Rincian tugas: Tulis ulang bagian dari awal baris sampai baris yang memuat "Query: far grandstand" dengan mengganti "even-odd" menjadi "nonzero", sedangkan selebihnya dibiarkan sama. Gambar tidak perlu disertakan dalam jawaban.

Masukan:
..........
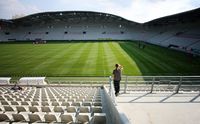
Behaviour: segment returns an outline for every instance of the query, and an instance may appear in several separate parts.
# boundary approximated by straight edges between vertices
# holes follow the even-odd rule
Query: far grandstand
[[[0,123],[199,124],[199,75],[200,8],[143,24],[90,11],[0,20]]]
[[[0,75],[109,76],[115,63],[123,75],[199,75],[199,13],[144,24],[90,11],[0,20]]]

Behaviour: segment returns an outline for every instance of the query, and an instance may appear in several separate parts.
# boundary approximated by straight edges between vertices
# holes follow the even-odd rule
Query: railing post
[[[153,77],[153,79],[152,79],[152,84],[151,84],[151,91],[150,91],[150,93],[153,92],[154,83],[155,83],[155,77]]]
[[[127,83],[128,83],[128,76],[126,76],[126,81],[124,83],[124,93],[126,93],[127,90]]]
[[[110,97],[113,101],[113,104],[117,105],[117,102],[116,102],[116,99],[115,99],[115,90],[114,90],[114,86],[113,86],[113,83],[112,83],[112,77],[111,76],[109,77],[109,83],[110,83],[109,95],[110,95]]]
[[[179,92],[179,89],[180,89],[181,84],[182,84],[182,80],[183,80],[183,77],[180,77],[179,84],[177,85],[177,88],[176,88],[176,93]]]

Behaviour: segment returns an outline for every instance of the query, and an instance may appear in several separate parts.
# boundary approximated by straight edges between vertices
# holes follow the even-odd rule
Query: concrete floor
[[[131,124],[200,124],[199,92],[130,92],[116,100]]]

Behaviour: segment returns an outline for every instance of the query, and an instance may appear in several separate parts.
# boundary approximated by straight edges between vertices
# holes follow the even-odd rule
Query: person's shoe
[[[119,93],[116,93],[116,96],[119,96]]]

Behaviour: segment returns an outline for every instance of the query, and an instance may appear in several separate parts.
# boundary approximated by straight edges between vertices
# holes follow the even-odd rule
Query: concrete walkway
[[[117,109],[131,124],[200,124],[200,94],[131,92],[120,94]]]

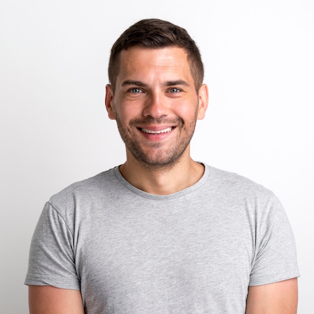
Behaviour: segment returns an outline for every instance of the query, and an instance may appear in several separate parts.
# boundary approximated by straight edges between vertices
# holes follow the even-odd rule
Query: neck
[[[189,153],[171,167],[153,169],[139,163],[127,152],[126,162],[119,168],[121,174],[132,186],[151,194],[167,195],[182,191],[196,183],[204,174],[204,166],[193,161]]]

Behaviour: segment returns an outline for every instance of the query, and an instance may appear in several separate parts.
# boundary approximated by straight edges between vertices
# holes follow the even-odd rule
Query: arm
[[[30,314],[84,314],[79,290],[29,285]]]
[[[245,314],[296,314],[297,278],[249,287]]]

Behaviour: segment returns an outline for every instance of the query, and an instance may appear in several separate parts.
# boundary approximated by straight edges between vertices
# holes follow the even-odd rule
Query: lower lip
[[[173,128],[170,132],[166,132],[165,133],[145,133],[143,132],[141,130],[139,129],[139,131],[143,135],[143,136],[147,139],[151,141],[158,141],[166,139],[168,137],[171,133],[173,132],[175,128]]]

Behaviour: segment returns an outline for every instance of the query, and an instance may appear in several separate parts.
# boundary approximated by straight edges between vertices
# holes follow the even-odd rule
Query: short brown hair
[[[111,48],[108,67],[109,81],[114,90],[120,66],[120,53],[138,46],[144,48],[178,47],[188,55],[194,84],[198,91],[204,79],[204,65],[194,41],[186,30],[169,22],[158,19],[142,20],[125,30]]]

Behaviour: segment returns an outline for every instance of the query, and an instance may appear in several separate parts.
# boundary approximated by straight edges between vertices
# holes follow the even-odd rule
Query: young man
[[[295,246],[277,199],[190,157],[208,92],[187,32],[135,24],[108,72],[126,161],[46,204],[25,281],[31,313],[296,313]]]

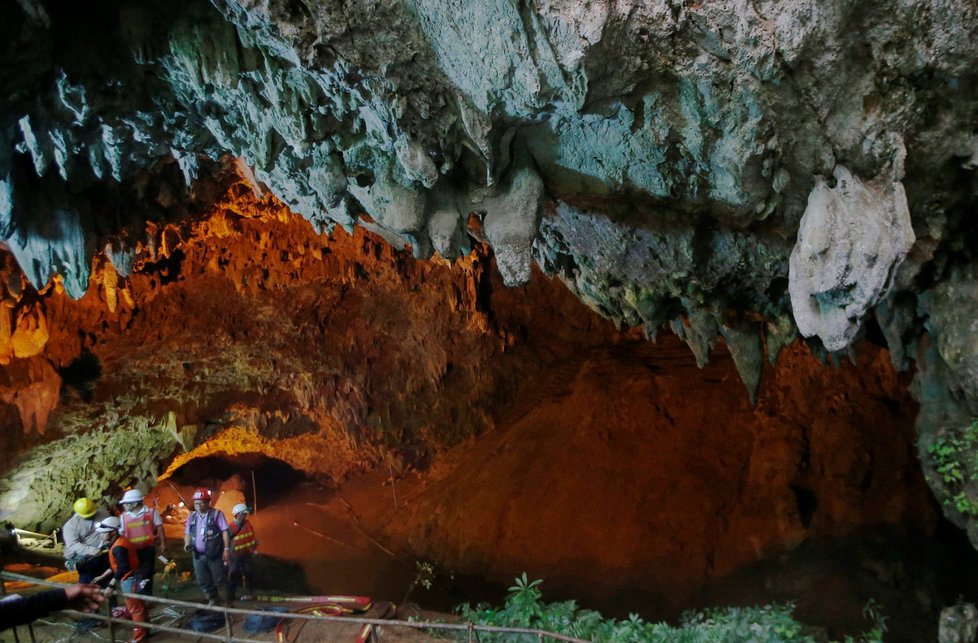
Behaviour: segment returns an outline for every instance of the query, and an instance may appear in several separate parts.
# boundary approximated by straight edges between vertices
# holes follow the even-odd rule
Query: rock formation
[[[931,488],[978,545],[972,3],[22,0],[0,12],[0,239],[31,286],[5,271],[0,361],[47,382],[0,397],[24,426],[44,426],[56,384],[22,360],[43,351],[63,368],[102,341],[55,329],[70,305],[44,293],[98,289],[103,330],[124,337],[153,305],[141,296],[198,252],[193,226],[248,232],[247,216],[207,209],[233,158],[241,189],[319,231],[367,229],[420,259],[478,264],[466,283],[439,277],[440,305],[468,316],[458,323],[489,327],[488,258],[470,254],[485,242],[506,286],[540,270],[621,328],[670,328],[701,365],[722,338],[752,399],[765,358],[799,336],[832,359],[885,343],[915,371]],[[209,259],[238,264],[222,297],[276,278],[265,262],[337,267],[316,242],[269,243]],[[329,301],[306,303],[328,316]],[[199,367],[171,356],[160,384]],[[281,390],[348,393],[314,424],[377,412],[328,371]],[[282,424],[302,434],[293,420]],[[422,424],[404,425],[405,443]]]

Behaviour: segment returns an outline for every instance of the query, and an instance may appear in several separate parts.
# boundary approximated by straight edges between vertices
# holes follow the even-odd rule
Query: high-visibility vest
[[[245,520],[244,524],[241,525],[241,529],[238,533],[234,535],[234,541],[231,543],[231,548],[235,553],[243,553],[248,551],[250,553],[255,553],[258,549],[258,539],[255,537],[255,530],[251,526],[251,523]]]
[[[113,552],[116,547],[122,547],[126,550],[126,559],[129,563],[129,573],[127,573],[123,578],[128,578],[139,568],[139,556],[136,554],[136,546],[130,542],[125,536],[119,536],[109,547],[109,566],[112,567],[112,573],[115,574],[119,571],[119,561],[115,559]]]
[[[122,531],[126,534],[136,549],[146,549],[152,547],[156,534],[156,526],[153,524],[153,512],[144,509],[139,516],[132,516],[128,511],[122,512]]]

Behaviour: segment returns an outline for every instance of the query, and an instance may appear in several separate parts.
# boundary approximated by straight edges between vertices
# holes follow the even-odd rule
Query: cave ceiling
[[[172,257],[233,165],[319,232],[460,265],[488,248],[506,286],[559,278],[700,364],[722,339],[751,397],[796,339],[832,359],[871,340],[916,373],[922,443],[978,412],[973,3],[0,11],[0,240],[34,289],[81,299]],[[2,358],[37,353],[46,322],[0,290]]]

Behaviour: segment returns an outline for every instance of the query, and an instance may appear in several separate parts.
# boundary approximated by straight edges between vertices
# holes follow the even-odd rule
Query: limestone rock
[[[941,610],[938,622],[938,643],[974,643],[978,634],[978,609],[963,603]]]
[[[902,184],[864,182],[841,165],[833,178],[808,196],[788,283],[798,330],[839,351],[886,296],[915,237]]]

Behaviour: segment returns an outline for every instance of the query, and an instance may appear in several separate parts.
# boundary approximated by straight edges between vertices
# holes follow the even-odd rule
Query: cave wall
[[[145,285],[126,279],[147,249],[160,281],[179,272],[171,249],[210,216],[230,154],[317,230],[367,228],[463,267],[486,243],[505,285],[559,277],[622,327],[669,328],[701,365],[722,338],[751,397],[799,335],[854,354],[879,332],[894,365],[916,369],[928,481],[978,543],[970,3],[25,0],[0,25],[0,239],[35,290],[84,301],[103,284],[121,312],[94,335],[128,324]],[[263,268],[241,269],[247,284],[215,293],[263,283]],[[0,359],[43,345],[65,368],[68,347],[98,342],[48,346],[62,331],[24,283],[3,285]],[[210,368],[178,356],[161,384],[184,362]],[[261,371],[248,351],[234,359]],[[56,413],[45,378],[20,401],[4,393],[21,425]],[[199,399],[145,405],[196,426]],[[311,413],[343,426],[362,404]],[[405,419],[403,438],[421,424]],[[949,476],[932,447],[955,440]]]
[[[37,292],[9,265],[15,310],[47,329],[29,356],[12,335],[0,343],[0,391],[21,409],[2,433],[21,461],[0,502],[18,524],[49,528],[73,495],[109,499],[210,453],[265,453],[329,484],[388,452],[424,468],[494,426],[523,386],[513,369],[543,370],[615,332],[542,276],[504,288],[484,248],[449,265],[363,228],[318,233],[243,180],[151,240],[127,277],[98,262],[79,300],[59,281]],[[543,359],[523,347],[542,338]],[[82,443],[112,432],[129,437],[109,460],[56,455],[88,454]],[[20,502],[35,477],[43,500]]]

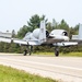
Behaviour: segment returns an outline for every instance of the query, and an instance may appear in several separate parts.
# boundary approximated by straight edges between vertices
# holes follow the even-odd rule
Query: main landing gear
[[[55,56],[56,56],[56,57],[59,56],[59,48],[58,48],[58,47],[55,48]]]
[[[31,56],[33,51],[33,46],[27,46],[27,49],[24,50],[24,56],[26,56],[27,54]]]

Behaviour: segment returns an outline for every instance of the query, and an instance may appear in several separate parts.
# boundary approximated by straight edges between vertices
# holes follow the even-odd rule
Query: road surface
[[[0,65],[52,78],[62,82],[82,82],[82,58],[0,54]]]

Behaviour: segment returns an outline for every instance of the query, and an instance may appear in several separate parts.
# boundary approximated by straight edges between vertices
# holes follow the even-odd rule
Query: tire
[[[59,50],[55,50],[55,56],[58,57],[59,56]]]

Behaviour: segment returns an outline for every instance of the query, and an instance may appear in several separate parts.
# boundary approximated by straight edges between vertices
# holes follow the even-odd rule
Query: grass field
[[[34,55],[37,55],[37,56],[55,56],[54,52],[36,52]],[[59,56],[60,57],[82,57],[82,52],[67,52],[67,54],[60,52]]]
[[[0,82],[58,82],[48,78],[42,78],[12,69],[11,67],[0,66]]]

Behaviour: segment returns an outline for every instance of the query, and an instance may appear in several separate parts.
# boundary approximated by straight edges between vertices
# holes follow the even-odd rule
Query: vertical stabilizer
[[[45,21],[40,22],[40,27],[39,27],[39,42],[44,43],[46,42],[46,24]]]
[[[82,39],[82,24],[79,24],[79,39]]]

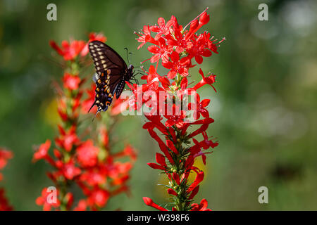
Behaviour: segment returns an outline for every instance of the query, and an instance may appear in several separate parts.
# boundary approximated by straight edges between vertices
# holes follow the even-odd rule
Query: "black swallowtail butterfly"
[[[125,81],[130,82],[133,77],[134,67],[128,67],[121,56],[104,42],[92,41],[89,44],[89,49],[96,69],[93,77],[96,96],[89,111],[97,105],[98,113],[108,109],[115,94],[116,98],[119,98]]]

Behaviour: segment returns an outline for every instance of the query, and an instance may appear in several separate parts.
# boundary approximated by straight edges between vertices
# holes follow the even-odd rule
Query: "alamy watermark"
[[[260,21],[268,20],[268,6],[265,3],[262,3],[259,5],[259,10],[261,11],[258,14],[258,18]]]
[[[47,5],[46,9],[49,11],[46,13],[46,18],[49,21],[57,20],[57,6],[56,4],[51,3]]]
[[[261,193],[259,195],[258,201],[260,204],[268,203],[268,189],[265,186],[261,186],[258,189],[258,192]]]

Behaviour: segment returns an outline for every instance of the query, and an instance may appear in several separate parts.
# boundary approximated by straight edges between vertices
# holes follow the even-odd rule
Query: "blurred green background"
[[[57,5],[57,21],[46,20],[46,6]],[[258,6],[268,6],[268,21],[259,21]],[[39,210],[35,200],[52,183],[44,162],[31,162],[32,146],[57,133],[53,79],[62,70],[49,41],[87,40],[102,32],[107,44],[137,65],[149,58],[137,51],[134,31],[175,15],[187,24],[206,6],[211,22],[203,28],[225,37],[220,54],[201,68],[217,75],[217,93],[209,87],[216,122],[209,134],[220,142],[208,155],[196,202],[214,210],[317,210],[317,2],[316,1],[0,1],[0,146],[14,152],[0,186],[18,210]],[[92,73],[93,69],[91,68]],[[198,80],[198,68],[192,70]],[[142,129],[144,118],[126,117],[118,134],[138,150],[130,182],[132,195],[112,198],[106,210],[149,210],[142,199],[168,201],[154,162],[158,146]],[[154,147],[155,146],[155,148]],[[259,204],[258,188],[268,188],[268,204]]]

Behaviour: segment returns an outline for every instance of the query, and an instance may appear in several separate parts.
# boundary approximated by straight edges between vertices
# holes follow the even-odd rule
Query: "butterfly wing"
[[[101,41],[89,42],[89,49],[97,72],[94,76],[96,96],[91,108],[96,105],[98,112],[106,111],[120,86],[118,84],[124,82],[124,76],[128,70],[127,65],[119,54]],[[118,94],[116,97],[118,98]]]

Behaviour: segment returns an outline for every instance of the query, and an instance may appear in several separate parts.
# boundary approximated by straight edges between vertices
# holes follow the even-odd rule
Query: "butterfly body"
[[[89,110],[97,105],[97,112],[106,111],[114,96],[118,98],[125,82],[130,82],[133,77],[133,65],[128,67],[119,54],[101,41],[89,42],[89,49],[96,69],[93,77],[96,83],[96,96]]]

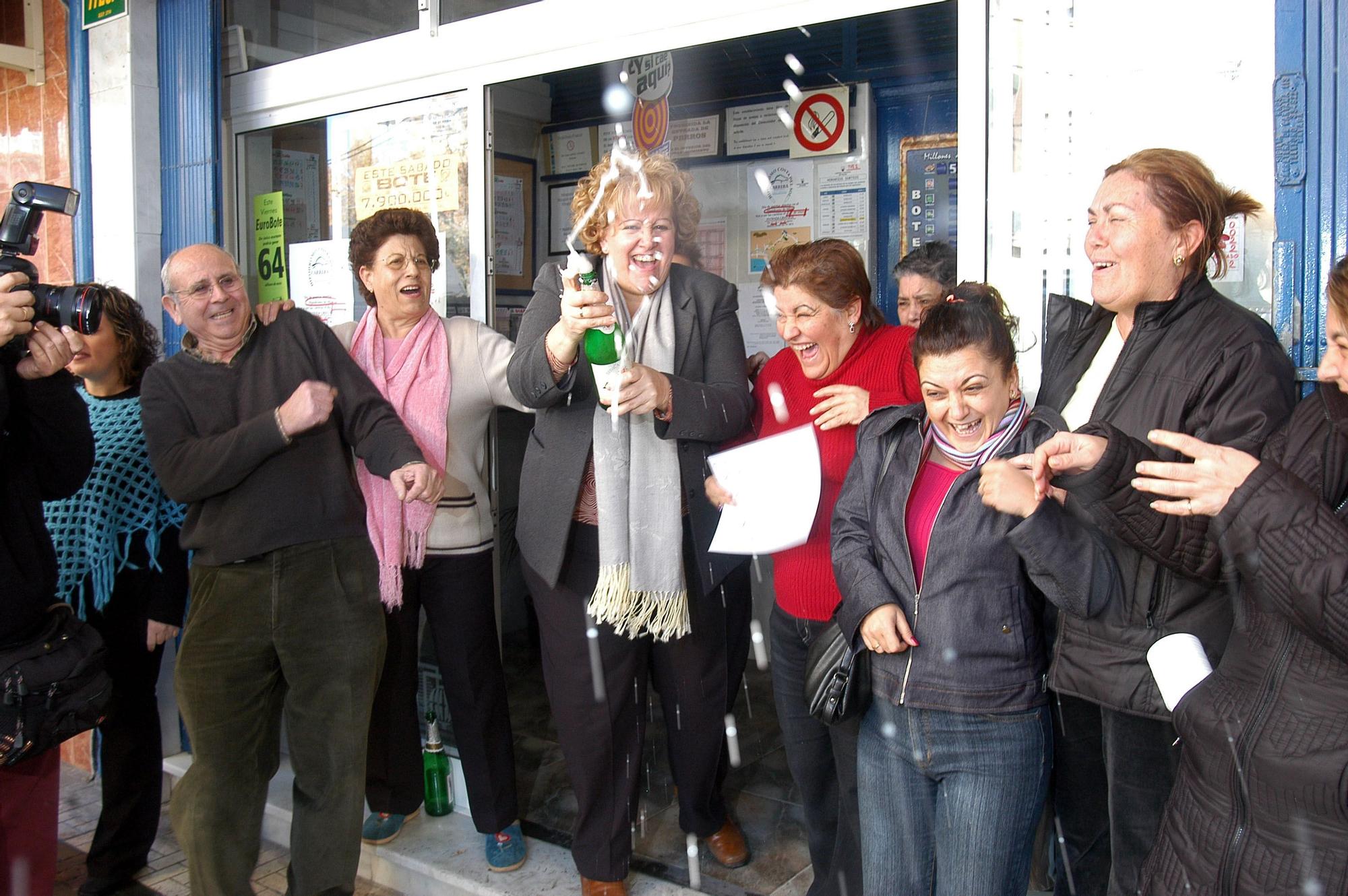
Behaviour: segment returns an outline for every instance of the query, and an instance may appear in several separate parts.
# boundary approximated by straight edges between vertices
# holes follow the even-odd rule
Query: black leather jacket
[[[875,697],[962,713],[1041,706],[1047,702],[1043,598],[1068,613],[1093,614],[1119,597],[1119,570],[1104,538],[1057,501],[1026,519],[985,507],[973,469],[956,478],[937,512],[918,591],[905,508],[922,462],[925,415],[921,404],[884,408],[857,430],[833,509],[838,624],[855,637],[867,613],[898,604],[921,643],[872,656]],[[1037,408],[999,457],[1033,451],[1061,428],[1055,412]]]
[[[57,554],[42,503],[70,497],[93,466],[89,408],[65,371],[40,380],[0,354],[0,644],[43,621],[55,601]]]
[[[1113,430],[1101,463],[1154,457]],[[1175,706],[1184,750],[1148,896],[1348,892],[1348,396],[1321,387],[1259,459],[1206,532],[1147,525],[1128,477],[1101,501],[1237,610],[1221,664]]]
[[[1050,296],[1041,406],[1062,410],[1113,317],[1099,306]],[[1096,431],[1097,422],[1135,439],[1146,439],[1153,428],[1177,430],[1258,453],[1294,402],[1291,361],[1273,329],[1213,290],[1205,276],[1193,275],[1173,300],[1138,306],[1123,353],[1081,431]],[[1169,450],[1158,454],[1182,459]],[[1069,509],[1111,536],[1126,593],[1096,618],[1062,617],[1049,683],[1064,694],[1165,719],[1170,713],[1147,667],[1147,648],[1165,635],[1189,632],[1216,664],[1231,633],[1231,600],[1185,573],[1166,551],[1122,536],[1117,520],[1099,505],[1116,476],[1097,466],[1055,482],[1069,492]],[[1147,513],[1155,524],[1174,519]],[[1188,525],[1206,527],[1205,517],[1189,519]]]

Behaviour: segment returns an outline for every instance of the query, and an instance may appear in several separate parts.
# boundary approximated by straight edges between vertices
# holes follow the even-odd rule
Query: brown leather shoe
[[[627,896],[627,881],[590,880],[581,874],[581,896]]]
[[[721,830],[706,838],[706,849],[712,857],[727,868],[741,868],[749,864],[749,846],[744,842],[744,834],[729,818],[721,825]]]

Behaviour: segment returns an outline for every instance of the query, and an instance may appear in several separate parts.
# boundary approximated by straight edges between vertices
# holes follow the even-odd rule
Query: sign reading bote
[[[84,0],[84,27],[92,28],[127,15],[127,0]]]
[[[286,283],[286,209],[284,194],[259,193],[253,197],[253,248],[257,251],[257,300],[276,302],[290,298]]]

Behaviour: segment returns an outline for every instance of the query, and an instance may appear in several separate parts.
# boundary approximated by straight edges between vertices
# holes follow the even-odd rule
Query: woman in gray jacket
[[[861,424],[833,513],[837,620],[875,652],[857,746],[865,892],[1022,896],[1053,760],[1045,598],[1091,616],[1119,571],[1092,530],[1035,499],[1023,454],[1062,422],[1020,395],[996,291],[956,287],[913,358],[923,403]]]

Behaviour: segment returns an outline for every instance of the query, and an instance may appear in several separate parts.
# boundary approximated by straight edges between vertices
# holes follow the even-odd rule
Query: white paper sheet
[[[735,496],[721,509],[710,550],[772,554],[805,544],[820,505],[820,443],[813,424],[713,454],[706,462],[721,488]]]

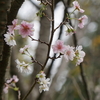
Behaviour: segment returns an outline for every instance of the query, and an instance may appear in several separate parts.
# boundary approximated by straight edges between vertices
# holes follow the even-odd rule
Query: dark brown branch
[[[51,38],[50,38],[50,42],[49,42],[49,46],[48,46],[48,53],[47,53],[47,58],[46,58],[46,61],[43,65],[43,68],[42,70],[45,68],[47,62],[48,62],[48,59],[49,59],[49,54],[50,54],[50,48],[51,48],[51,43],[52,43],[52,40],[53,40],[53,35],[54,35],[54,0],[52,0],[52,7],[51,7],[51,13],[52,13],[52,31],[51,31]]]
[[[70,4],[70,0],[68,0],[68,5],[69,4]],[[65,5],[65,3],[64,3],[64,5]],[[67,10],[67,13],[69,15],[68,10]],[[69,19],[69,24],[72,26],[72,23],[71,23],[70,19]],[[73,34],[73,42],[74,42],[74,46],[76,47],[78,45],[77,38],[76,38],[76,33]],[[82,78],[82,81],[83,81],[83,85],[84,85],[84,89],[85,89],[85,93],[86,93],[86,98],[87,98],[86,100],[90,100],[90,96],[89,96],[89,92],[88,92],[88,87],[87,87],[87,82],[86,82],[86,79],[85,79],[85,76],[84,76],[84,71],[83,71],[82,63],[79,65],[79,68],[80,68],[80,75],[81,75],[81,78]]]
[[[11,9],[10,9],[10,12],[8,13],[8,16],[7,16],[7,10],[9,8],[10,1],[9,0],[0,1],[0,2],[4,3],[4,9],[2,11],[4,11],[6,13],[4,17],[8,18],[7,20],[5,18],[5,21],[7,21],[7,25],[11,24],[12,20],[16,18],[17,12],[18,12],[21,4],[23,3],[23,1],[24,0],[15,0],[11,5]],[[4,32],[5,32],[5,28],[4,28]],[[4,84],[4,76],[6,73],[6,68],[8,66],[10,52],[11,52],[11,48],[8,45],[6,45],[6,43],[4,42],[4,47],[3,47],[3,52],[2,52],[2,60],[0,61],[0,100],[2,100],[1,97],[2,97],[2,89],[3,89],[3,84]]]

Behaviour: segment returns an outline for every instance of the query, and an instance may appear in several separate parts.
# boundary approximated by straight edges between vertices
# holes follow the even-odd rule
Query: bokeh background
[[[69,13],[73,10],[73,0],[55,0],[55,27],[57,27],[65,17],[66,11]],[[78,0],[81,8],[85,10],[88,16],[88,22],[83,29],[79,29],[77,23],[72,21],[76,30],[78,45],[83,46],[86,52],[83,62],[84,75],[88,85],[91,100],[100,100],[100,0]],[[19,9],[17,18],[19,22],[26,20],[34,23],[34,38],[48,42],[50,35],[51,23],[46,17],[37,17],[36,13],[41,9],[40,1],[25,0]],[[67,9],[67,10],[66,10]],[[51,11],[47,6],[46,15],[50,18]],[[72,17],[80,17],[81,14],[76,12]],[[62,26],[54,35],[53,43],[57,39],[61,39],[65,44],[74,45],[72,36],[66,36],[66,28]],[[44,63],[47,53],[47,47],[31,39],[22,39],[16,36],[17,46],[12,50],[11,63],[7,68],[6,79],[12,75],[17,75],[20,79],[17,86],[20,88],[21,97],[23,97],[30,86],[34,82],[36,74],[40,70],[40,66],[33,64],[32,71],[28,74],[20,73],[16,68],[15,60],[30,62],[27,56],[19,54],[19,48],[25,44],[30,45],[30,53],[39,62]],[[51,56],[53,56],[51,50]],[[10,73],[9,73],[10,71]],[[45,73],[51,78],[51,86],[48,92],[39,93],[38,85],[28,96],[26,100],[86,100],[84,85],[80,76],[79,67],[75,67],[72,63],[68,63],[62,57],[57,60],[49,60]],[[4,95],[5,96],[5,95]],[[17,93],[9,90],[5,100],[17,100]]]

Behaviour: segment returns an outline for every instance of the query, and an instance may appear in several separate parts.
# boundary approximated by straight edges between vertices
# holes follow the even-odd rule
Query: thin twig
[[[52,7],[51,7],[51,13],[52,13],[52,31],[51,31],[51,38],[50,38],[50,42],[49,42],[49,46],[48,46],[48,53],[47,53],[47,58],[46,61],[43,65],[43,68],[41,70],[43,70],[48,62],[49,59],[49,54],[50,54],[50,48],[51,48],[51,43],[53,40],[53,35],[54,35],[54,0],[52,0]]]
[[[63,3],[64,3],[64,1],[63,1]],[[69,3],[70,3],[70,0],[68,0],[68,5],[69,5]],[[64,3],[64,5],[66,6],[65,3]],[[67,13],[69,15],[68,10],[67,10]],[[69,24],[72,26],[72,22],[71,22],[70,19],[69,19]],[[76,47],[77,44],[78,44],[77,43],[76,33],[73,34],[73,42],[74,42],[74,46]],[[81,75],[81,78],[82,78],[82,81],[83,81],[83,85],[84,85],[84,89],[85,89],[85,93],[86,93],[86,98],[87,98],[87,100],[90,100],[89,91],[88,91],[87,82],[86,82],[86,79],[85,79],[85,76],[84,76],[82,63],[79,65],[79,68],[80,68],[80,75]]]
..........
Jawaban:
Behaviour: segment returns an outline for every instance of the query, and an instance may appear in several separate parts.
# boundary approximated by straight edges between vertices
# holes follow the nonzero rule
Query: far grandstand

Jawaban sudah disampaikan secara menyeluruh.